**Your instructions:** Write out each line of the listing below word for word, keeping every line as it stands. Leave the pictures out of your answer.

Start Data provided

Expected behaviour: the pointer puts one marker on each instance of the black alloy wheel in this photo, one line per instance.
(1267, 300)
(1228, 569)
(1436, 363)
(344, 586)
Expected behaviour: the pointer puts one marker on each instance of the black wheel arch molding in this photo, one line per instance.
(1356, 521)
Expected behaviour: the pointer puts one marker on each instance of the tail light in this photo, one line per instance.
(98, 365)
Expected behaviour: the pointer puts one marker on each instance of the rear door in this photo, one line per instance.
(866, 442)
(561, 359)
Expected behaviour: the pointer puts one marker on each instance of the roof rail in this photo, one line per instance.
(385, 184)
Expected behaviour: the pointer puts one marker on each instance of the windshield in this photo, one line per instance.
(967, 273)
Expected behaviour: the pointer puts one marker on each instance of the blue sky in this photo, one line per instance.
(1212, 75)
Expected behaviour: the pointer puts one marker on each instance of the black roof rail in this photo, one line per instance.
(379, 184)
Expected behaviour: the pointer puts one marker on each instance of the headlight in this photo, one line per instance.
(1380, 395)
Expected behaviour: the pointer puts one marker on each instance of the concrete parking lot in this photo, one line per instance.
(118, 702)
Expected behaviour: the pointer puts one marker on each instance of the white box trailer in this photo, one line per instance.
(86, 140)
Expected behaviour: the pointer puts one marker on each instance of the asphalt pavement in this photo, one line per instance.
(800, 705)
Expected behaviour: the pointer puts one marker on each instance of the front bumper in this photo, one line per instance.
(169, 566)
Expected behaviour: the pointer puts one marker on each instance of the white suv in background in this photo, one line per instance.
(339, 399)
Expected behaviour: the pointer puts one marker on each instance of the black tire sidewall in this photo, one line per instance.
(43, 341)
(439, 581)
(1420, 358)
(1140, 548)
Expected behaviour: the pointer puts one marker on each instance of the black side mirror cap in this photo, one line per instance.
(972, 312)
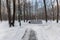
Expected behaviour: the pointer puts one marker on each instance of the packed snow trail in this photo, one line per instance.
(29, 35)
(44, 31)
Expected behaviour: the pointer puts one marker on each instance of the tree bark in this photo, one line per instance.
(45, 9)
(9, 12)
(19, 12)
(0, 11)
(13, 12)
(57, 11)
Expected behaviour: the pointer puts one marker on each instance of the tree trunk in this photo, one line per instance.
(45, 9)
(9, 12)
(24, 9)
(19, 12)
(57, 10)
(13, 12)
(0, 11)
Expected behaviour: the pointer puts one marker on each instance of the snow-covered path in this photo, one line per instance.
(45, 31)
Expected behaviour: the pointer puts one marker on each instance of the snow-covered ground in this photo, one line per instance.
(44, 31)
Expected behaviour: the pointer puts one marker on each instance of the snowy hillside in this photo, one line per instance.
(44, 31)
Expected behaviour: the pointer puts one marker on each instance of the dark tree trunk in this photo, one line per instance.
(24, 9)
(52, 9)
(13, 12)
(45, 9)
(19, 12)
(29, 11)
(0, 11)
(57, 10)
(9, 12)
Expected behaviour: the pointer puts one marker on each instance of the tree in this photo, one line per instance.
(13, 12)
(29, 10)
(9, 12)
(57, 10)
(52, 8)
(45, 9)
(36, 7)
(19, 12)
(0, 11)
(24, 8)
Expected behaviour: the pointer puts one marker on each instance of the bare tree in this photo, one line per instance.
(57, 10)
(24, 8)
(19, 12)
(36, 7)
(8, 11)
(13, 12)
(0, 11)
(45, 9)
(29, 10)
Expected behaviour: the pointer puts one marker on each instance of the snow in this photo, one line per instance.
(44, 31)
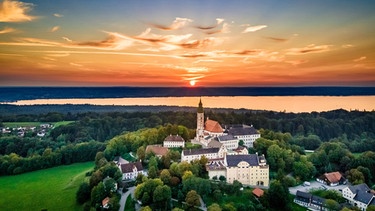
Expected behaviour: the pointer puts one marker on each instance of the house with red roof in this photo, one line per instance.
(332, 179)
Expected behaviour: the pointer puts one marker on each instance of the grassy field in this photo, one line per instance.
(33, 124)
(21, 124)
(56, 124)
(50, 189)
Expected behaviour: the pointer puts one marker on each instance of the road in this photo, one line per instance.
(124, 196)
(315, 184)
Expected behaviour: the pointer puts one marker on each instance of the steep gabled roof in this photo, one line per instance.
(258, 192)
(212, 126)
(175, 138)
(333, 177)
(359, 188)
(214, 144)
(363, 197)
(200, 151)
(303, 195)
(234, 160)
(226, 138)
(128, 167)
(241, 131)
(157, 150)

End Data provided

**Completed exercise:**
Expected behaviour: the pointer puts one marker on each instance of the black alloy wheel in this photo, one line per instance.
(1267, 300)
(1228, 569)
(1436, 363)
(344, 586)
Expected behaviour: the pointer puts one marker on each instance of the black wheel arch molding in this photo, one line per instance.
(1356, 521)
Expected behaviour: the pointer puts one marker on each instance of the tail light in this photo, one line per instance.
(98, 365)
Expected behaviour: the pointer puts one marker on each instance of the rear door in this photo, one line per instance.
(866, 442)
(561, 359)
Expected behaviour: the pointer puts one marker on each instance of the roof rail in this photo, one line per instance.
(385, 184)
Expected behaviour: the pointer puts one marker on each instance of the windshield in this photo, one line per instance.
(967, 273)
Expected behaviour: the pointer puts one marker on each instance of the blue sky in this photo, one line per instance.
(1212, 75)
Expected behaviour: the pointer puts one marker on each instance of the black roof rail in this photo, one line per instance.
(379, 184)
Expected behaviour: the pointer puts one marker on each instance of the headlight in this photo, one line per instance.
(1380, 395)
Expected behaviour: the pointer puts one marker on each instance of the concrete parking lot in this photo, one line per instance.
(118, 702)
Expected behaviour: the pointer puts one marker on each instance of the white box trailer in this photo, one line per instance.
(86, 140)
Expected behaviour: the pointer puts one marker on each instance of the asphalt pavement in this photo, one line per instance.
(800, 705)
Expected behaviour: the pointer puts one marker on each instance of the front bumper in this photo, one line per instance.
(169, 566)
Expected behaviour: the pointer puts one marker on each instance of the white suv in background in this photo, one line per instance.
(339, 399)
Expected behaviour: the pointer puts one marker on each instance of the black tire sidewall in this photo, one line per instance.
(43, 341)
(439, 581)
(1420, 358)
(1140, 548)
Expected behaviour: the pointer puts one marker on each instance of the black side mirror cap in this photo, one line per instance.
(972, 312)
Expected behaviour: the pointer puts one marker on each instance of the packed snow trail in this photo, one line per instance.
(29, 35)
(44, 31)
Expected behaviour: the pointer puts one marker on each instance of the tree bark in this photo, one line per instance.
(45, 9)
(9, 12)
(19, 12)
(0, 11)
(13, 12)
(57, 11)
Expected behaviour: the pointer puts one marker on each instance of the tree trunk in this photo, one line per instance.
(45, 9)
(9, 12)
(24, 9)
(19, 12)
(57, 10)
(13, 12)
(0, 11)
Expected behaviour: the pointer puts one marker on each instance of the snow-covered path in this photo, one line per instance.
(45, 31)
Expected behaviour: the pointer puts one marker on each instance of the snow-covered ground in this photo, one line per instance.
(44, 31)
Expected behaviour: the pointer puts one marker on each instance of the snowy hillside in this photo, one line per instance.
(44, 31)
Expected behaviour: the pointer puts one marker on each instance of the dark tree trunk in this photo, one line per instance.
(24, 9)
(52, 9)
(13, 12)
(45, 9)
(19, 12)
(29, 11)
(0, 11)
(57, 10)
(9, 12)
Expected behaviour: the pointer puts one marker on each instance of the tree in this photo, one line per instance.
(13, 12)
(29, 10)
(9, 12)
(57, 10)
(52, 8)
(45, 9)
(36, 7)
(19, 12)
(0, 11)
(24, 8)
Expected behaviour: the pointer puts one marker on each instance of the bare tree in this photo, one line per instance.
(57, 10)
(24, 8)
(19, 12)
(36, 7)
(8, 11)
(13, 12)
(0, 11)
(45, 9)
(29, 10)
Expected behaviour: the pointer puts one marker on each instance of the snow in this photo, one line per instance.
(44, 31)
Expected behaviour: the pointer puts one marker on each instance of the house with red roof in this photo, one line per instance.
(332, 179)
Expected behaviour: the pointer puts one marker on each instance of the grassy field in this photo, one line per instance.
(33, 124)
(21, 124)
(56, 124)
(50, 189)
Expected behaviour: the pointer puts one marker on each instance of the road in this photo, one line per instance.
(124, 196)
(315, 184)
Expected behaviour: the pointer puts one marker on each instance of the steep gabled roof in this photo, one line per instance.
(258, 192)
(212, 126)
(175, 138)
(333, 177)
(359, 188)
(214, 144)
(363, 197)
(200, 151)
(303, 195)
(234, 160)
(226, 138)
(128, 167)
(241, 131)
(157, 150)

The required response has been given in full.